Selected extract:
◆ ◆ ◆ ◆ ◆
The University of Santo Tomas College of Fine Arts and Design, popularly known as UST–CFAD, is the fine arts school of the University of Santo Tomas, the oldest and the largest Catholic university in Manila, Philippines.

History
The college originated from the original College of Architecture and Fine Arts (CAFA) founded in 1946. In 1785, the Dominicans made the first attempt to invest art and painting with academic value and formal presence and not merely an accessory to missionary work. That year when Fr. Juan Amador was Rector-chancellor of the university, the Academia de Bellas Artes was opened. The school, however, was not firmly established and its influence was not far-reaching for it was founded as an experiment. Its training on painting functioned only for a short time because there were few enrollees to that course. The Academia later became one of the Estudios de Adorno that existed in the University of Santo Tomas, Ateneo de Manila, and Colegio de San Juan de Letran. Thus in 1935, the Dominicans merely reestablished the fine art school with the primary goal of meeting the ever-present and increasing demand for good catholic artists. It was to be an institution designed to conform to the latest and most advanced artistic theories and practices.
◆ ◆ ◆ ◆ ◆
Job 1: From the passage on UST–CFAD, list every institution named as having Estudios de Adorno.
Job 2:
Answer these from the passage on UST–CFAD:
(a) Who was Rector-chancellor of the university when the Academia de Bellas Artes opened?
(b) Why did the Academia's training in painting last only a short time?
(c) What was the primary goal when the Dominicans reestablished the fine art school in 1935?
◆ ◆ ◆ ◆ ◆
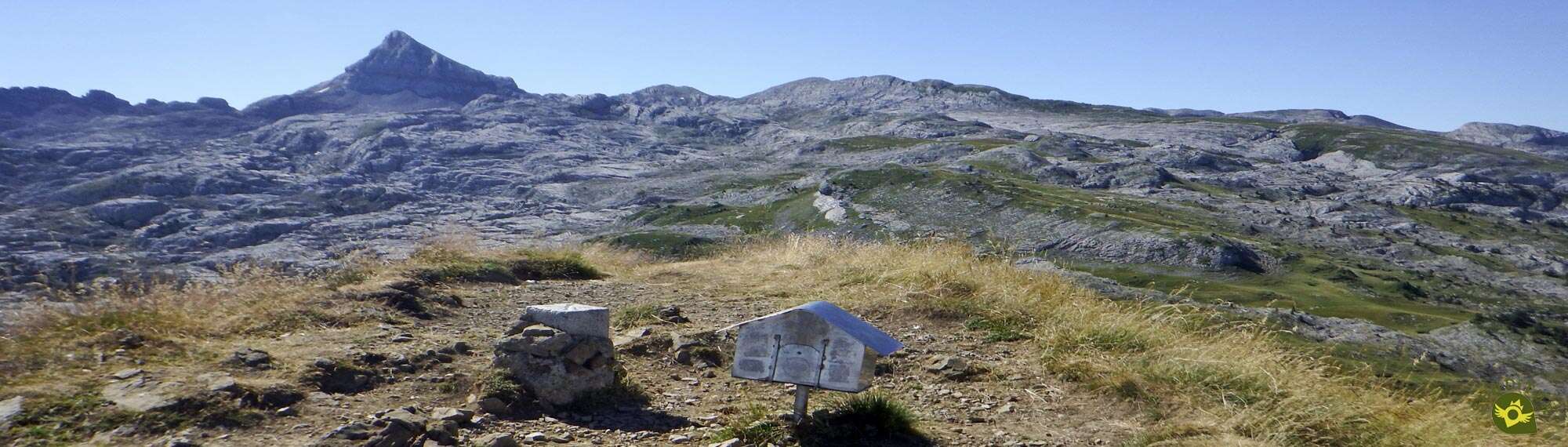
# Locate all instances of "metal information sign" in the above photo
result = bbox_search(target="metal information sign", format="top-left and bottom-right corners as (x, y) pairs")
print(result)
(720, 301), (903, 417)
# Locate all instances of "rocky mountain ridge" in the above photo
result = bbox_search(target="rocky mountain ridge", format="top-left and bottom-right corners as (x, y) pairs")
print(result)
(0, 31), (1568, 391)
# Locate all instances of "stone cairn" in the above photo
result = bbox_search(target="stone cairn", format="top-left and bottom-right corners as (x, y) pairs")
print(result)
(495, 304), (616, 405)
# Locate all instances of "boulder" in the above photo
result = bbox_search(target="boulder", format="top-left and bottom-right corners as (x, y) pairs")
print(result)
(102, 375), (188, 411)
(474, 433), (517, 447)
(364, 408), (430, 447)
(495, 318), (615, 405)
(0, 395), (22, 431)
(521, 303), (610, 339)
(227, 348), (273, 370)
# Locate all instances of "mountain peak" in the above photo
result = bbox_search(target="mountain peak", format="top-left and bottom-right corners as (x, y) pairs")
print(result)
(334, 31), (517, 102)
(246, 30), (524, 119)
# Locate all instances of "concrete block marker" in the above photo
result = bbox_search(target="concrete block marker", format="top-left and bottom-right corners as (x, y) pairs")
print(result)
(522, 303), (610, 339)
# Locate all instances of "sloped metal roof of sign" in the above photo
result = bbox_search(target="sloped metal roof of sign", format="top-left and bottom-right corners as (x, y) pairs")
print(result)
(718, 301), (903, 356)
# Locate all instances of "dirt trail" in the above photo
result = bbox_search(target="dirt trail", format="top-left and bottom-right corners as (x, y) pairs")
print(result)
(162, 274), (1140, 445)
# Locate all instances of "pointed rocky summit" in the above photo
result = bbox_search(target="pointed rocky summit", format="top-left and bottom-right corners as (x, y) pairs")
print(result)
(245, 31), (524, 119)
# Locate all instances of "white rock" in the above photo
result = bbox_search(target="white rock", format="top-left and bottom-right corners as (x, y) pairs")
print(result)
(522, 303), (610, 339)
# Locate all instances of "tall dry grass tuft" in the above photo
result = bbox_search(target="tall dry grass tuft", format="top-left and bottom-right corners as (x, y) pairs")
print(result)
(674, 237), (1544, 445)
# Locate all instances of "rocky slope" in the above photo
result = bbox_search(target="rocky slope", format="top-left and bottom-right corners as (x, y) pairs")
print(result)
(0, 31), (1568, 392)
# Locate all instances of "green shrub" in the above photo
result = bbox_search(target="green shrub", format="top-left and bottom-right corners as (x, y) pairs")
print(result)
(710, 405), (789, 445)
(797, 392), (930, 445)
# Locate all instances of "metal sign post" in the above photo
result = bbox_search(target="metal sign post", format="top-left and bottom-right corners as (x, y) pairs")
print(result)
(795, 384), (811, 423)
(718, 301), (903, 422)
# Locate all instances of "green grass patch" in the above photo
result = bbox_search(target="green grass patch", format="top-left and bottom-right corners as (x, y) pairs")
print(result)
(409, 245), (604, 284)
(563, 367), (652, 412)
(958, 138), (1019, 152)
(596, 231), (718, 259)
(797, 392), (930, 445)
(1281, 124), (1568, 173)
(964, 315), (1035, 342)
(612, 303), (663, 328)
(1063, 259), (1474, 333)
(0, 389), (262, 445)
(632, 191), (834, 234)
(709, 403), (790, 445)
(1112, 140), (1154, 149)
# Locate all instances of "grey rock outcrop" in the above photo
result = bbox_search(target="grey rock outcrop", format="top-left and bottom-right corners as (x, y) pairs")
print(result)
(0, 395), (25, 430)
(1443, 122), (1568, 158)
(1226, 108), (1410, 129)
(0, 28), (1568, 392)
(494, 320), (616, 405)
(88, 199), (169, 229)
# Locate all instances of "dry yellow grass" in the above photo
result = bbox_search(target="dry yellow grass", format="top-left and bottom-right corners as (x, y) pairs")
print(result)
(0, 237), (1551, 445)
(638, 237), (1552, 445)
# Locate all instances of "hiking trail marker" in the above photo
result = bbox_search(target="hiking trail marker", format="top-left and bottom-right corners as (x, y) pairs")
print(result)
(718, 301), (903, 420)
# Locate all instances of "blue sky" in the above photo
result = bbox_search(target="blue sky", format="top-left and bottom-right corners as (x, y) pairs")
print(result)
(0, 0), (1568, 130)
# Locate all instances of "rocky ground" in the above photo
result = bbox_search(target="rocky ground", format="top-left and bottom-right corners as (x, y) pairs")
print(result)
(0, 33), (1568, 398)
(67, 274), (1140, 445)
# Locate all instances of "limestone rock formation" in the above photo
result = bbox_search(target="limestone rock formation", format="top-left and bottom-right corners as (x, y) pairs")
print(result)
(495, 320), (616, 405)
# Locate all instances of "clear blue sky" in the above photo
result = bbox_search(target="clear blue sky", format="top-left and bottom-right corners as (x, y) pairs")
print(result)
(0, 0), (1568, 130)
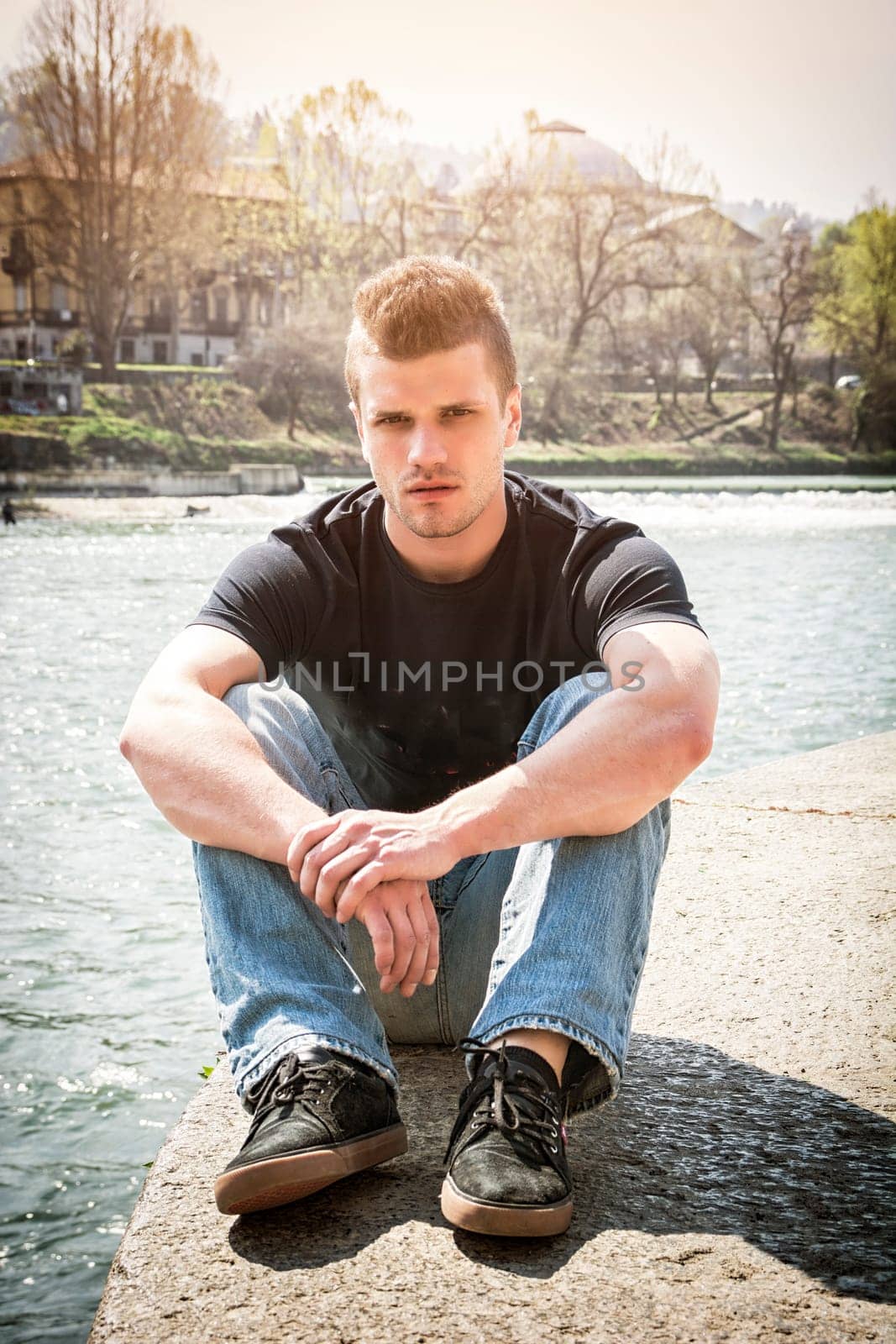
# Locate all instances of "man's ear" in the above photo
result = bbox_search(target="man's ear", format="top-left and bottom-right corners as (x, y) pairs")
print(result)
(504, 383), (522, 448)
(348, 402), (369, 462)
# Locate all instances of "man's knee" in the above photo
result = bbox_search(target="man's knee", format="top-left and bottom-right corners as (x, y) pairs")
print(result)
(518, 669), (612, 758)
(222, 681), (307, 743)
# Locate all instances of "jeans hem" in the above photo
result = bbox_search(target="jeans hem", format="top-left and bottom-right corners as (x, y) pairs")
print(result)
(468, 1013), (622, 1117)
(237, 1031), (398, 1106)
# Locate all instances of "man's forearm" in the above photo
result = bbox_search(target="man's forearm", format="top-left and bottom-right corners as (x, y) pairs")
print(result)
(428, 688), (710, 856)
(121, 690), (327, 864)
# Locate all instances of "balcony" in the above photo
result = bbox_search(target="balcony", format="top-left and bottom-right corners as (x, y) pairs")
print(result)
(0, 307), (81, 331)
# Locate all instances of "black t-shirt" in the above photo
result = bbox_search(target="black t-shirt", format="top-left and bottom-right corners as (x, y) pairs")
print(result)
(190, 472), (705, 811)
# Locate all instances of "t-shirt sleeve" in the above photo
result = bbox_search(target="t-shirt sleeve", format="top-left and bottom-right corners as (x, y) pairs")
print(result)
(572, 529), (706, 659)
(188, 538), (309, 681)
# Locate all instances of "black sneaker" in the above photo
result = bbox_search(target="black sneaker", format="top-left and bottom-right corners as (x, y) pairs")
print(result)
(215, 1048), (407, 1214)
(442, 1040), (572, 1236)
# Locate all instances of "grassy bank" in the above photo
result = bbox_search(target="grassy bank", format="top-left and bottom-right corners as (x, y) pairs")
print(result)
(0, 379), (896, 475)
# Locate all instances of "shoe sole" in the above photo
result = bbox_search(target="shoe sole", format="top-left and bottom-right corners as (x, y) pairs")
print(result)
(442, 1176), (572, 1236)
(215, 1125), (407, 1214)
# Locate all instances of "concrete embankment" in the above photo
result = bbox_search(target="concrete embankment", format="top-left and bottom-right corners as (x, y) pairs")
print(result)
◆ ◆ ◆ ◆ ◆
Complete output 1: University of Santo Tomas, Ateneo de Manila, Colegio de San Juan de Letran

Complete output 2:
(a) Fr. Juan Amador
(b) Few students enrolled in the course.
(c) To meet the ever-present and increasing demand for good Catholic artists